What to produce – Can you rewrite the entries from their start through the line containing "66 42 152 59", with "bounding box" replaced by "bounding rectangle", everything else unchanged, and the pictures left out?

Task input –
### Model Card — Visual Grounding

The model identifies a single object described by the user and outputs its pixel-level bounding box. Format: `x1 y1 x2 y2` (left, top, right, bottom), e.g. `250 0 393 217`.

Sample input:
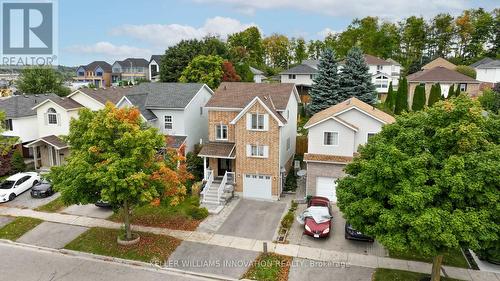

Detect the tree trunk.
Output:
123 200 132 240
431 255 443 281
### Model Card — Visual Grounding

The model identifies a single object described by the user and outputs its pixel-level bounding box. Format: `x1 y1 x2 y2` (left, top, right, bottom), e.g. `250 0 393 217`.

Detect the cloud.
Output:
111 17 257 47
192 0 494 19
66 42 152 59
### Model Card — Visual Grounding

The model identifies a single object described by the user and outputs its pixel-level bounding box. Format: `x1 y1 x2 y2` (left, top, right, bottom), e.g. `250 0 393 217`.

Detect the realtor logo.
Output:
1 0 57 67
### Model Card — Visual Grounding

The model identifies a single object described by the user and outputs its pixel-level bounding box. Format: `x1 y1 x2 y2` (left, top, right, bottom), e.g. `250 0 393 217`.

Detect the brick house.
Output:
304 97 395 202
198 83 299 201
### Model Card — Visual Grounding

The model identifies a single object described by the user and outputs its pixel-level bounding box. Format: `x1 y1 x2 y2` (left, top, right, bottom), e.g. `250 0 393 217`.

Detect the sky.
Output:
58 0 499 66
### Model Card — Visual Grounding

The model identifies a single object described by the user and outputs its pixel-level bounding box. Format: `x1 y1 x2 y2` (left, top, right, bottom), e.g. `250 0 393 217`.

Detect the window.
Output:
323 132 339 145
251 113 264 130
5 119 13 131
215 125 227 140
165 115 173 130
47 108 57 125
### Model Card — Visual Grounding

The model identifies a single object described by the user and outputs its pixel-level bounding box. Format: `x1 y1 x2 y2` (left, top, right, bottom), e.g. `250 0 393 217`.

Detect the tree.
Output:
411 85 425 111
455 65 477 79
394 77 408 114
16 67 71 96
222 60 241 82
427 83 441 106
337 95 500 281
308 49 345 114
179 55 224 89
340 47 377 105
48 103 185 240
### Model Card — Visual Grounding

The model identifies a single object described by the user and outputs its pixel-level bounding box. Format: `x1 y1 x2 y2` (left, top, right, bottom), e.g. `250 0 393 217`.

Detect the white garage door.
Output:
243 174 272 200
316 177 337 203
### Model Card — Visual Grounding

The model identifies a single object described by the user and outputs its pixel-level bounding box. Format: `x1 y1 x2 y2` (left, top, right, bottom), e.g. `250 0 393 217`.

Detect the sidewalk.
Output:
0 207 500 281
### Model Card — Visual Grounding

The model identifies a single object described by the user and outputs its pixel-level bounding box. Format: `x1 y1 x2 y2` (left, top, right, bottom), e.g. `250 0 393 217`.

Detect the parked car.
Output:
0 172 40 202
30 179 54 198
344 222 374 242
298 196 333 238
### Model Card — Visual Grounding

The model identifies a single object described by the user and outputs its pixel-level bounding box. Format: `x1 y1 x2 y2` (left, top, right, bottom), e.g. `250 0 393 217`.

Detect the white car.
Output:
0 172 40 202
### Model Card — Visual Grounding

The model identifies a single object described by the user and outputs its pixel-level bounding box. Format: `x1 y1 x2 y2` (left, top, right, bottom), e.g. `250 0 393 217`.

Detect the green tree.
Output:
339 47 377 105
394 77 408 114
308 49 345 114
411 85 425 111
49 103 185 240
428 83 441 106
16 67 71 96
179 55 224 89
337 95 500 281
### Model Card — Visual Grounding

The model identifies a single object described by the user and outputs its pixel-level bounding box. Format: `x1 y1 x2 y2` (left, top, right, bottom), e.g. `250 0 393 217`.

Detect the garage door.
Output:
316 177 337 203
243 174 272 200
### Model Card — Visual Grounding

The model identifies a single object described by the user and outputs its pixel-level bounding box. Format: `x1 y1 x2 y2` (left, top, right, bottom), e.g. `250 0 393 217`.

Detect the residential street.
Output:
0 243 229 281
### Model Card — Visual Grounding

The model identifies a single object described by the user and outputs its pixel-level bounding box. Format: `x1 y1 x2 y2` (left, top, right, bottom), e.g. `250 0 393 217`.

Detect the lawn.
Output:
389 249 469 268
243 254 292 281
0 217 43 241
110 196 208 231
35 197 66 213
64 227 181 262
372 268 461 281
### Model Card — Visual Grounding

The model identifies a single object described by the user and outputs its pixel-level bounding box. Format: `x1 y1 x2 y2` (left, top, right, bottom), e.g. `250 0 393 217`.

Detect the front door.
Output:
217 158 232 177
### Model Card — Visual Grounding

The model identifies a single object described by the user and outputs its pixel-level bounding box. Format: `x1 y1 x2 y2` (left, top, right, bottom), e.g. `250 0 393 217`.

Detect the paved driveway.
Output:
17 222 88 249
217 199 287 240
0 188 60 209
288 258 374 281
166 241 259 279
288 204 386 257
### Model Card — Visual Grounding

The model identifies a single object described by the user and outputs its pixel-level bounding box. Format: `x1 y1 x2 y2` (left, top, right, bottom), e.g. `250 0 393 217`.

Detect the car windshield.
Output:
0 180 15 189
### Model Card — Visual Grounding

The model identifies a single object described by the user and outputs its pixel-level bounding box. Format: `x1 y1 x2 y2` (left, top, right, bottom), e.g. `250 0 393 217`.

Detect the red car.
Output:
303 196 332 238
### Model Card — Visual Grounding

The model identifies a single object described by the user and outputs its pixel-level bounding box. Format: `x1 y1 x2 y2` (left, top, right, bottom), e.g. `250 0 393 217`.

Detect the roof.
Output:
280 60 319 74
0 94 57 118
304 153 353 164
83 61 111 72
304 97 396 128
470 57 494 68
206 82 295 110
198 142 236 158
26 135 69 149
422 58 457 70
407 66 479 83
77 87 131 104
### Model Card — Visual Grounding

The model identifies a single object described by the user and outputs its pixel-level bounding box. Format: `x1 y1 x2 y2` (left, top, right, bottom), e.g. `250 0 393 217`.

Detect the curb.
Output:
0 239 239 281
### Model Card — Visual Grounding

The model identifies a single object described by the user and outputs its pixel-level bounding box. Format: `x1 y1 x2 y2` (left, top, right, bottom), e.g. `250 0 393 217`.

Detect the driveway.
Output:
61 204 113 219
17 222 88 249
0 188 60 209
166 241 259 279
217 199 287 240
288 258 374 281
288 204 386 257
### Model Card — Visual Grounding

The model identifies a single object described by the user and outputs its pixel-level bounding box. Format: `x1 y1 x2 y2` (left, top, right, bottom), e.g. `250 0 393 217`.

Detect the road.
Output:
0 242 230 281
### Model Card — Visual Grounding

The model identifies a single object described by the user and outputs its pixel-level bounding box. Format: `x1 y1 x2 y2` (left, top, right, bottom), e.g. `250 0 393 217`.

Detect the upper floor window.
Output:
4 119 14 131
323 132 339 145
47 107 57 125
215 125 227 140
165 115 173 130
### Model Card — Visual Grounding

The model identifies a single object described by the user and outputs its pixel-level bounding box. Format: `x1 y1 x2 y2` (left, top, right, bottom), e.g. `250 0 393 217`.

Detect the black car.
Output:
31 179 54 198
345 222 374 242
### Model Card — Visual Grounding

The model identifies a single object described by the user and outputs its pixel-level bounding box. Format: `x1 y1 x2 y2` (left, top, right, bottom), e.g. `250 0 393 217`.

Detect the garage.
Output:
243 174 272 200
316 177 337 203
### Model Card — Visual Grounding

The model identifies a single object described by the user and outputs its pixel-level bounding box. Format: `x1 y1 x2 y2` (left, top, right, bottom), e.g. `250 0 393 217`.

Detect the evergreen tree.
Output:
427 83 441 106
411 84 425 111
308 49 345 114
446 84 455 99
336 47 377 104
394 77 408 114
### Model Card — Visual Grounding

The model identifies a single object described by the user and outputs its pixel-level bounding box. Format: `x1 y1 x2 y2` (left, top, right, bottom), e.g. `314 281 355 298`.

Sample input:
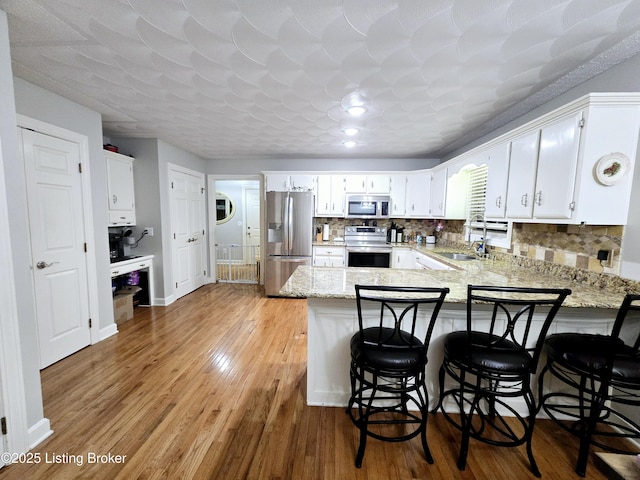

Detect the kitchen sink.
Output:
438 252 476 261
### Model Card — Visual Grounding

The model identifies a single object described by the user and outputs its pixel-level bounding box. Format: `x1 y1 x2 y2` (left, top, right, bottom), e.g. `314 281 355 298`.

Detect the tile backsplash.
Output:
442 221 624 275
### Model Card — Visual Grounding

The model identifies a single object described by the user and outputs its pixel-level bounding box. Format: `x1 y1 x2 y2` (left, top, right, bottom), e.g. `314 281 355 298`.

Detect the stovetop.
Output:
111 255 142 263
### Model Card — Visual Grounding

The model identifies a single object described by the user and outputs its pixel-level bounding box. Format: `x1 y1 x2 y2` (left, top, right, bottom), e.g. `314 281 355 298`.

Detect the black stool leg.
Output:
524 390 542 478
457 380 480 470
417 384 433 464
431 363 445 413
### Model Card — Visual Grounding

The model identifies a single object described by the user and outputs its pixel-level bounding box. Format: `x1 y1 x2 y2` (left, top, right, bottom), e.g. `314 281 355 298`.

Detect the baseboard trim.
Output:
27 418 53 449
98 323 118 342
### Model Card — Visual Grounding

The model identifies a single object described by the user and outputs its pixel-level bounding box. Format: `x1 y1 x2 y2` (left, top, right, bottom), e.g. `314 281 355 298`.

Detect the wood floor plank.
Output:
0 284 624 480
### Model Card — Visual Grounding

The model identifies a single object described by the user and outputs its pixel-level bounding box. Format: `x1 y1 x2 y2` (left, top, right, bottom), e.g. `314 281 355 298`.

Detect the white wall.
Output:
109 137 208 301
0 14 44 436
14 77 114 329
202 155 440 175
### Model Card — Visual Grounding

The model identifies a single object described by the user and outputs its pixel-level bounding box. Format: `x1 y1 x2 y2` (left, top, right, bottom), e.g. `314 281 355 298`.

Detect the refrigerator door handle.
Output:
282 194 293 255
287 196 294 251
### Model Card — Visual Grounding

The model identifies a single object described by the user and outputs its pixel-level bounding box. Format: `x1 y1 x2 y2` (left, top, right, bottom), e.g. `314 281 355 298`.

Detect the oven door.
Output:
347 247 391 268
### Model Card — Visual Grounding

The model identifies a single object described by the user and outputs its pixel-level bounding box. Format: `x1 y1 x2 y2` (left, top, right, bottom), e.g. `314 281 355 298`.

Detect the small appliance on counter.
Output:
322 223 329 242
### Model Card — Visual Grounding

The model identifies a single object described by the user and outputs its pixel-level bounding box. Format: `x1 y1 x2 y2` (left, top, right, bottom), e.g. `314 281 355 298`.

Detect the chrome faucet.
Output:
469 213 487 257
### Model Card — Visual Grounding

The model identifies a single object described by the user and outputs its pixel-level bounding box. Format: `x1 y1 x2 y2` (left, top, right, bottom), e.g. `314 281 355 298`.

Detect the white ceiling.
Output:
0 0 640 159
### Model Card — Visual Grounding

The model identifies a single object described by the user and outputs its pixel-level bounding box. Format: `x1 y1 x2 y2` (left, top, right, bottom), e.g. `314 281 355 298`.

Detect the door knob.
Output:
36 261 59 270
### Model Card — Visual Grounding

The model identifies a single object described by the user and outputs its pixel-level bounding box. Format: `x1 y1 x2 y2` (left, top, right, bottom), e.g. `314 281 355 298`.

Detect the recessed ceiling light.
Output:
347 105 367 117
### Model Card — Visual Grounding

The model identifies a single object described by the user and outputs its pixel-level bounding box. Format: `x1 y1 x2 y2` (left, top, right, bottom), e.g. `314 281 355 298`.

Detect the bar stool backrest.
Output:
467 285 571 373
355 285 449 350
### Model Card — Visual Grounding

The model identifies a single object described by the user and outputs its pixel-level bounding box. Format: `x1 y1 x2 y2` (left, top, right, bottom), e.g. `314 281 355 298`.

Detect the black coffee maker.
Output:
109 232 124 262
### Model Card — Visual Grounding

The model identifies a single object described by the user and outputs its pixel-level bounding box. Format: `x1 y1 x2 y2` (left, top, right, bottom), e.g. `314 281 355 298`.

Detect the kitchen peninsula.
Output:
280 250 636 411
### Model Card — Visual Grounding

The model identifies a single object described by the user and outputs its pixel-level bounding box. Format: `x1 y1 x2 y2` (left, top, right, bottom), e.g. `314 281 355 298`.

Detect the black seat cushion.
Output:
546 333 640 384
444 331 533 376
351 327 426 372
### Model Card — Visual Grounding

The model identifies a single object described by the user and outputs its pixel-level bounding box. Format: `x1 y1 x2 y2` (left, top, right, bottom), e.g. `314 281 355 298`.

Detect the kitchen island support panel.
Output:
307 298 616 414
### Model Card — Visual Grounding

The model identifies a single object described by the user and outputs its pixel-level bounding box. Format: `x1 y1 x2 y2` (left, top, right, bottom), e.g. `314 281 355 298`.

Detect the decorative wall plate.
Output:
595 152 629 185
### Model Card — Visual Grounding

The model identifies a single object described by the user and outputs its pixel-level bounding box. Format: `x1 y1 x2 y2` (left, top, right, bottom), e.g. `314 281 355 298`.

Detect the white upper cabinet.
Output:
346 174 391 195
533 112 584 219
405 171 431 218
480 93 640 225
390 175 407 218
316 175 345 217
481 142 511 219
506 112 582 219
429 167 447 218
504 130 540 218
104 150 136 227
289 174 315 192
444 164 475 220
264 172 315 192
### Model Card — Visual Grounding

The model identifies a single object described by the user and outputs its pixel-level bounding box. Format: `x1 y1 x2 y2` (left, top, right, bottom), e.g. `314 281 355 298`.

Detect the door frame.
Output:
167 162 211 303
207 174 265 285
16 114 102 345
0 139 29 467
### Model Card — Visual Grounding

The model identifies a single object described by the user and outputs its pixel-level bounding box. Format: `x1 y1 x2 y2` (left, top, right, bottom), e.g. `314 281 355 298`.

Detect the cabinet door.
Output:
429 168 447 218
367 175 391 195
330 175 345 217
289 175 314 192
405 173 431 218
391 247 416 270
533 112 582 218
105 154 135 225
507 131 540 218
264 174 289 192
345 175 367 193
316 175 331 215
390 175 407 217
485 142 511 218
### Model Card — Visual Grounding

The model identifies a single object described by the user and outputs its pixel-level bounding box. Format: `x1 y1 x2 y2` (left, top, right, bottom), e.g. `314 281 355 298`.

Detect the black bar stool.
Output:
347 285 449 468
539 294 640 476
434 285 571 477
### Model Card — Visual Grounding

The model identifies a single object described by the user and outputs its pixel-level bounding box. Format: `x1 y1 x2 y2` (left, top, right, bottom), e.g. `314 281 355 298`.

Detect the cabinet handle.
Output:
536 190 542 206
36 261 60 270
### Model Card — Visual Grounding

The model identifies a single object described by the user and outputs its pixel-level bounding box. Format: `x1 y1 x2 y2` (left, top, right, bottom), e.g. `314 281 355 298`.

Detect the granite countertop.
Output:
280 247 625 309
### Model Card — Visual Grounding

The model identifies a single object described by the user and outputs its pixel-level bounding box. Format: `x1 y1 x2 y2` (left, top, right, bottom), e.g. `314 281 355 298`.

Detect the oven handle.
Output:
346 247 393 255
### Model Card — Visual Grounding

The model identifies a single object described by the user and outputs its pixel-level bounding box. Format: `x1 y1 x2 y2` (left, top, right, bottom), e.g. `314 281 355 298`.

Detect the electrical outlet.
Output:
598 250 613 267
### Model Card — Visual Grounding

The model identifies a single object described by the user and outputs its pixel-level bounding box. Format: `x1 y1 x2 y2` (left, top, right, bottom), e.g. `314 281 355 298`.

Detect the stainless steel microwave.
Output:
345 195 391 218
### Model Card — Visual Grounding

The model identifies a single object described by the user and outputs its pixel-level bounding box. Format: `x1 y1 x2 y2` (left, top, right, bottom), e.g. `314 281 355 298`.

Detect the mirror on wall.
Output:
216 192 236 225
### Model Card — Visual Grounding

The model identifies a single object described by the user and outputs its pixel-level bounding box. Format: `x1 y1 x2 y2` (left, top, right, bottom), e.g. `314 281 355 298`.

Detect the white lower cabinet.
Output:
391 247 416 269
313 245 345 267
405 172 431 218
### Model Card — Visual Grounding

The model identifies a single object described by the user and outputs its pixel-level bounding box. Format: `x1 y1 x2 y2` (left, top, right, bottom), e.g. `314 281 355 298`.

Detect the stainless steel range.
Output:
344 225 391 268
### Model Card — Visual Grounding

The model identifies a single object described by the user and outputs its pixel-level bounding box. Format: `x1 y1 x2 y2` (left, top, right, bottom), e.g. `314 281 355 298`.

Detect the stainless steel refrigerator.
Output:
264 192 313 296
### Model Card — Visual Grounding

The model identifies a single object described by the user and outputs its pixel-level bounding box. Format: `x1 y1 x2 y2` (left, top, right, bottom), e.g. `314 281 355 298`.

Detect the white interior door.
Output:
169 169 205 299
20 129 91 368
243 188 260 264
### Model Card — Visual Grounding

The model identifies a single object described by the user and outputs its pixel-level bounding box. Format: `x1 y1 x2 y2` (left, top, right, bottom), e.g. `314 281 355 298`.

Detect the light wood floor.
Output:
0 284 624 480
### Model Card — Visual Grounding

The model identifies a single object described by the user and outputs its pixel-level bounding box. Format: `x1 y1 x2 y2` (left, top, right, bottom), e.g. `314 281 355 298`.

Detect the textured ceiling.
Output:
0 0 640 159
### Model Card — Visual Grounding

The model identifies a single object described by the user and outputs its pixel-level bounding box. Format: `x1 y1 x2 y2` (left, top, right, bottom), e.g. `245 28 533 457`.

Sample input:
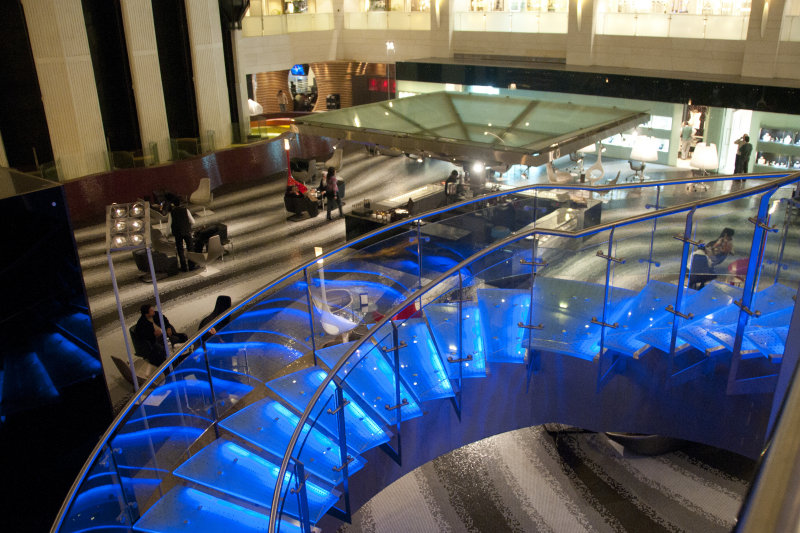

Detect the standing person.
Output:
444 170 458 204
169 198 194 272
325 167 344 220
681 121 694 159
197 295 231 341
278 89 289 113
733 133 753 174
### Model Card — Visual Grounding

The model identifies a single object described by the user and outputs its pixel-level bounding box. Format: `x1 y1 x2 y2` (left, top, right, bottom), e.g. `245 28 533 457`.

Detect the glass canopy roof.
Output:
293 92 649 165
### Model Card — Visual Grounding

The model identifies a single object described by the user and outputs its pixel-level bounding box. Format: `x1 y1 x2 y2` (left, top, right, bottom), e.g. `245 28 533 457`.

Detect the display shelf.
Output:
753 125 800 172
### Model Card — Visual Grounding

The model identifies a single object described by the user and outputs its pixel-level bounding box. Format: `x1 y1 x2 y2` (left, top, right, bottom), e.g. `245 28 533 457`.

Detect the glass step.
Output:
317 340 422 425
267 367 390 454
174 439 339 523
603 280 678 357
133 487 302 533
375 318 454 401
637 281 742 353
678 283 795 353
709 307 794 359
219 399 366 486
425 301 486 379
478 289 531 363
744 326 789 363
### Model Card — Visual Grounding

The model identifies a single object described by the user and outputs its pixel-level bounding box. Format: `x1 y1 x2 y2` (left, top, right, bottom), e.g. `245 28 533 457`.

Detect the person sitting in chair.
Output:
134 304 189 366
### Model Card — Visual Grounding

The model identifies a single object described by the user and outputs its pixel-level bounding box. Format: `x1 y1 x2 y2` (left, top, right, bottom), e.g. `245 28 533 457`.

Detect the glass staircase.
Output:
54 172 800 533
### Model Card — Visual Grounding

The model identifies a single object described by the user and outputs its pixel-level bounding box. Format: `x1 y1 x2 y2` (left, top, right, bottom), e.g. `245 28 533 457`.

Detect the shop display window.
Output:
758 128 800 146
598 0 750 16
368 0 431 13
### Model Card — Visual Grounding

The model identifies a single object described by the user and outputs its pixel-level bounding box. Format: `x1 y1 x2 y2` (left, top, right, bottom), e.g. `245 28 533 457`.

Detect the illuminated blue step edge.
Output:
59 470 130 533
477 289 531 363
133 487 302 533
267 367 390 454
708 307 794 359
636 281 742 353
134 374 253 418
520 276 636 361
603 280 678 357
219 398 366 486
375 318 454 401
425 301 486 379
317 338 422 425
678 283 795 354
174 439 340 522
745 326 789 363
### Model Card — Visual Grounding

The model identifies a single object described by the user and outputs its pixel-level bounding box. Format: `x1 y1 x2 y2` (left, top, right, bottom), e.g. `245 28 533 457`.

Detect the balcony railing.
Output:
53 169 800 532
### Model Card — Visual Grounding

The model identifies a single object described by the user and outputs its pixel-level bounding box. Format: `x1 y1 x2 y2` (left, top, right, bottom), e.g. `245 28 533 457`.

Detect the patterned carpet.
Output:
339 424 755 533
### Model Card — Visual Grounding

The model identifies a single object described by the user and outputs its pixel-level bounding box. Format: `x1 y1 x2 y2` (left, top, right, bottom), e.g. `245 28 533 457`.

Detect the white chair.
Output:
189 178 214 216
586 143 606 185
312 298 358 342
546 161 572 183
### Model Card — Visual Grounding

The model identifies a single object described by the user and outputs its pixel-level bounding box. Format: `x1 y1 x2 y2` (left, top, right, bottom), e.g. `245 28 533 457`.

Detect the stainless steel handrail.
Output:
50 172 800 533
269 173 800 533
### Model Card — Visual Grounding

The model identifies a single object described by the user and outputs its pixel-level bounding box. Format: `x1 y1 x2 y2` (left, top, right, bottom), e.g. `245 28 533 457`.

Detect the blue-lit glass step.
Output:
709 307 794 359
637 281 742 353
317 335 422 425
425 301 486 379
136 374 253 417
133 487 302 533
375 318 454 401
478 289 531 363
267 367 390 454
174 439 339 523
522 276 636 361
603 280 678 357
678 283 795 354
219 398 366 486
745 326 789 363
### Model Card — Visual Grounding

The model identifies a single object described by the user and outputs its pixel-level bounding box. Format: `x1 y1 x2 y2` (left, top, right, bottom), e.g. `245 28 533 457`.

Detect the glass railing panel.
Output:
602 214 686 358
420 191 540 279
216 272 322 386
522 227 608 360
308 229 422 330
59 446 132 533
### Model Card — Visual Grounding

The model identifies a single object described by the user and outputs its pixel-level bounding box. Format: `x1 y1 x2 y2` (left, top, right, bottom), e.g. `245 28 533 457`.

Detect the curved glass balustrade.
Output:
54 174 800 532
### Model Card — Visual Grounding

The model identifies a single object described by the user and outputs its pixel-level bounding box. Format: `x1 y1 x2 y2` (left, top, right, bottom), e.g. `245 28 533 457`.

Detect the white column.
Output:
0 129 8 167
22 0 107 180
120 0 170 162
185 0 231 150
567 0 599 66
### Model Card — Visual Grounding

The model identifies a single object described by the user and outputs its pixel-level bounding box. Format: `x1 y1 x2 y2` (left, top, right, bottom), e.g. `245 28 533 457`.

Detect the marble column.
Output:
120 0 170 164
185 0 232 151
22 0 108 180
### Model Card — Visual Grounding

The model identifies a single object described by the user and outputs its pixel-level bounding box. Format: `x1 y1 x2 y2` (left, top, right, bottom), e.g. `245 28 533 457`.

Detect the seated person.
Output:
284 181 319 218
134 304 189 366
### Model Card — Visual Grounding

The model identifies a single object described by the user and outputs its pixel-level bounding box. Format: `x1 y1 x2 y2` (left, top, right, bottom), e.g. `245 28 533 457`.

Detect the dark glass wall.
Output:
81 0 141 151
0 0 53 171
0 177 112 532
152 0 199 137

The solution –
### Model Card — Visual Grounding

The model identifies a single object described by the user and outputs its pixel-level bounding rectangle. Format: `x1 y1 x2 y2` (left, top, right, bottom), e.g. `250 0 393 217`.

Sample input:

Detect the tree trunk.
Output:
123 200 132 240
431 255 443 281
### Model Card — Visual Grounding

The model identifies a single object described by the user and outputs its pixel-level bounding rectangle. Format: `x1 y1 x2 y2` (left, top, right, bottom), e.g. `250 0 393 217`.

Detect the cloud.
Output:
111 17 257 47
192 0 494 19
66 42 152 59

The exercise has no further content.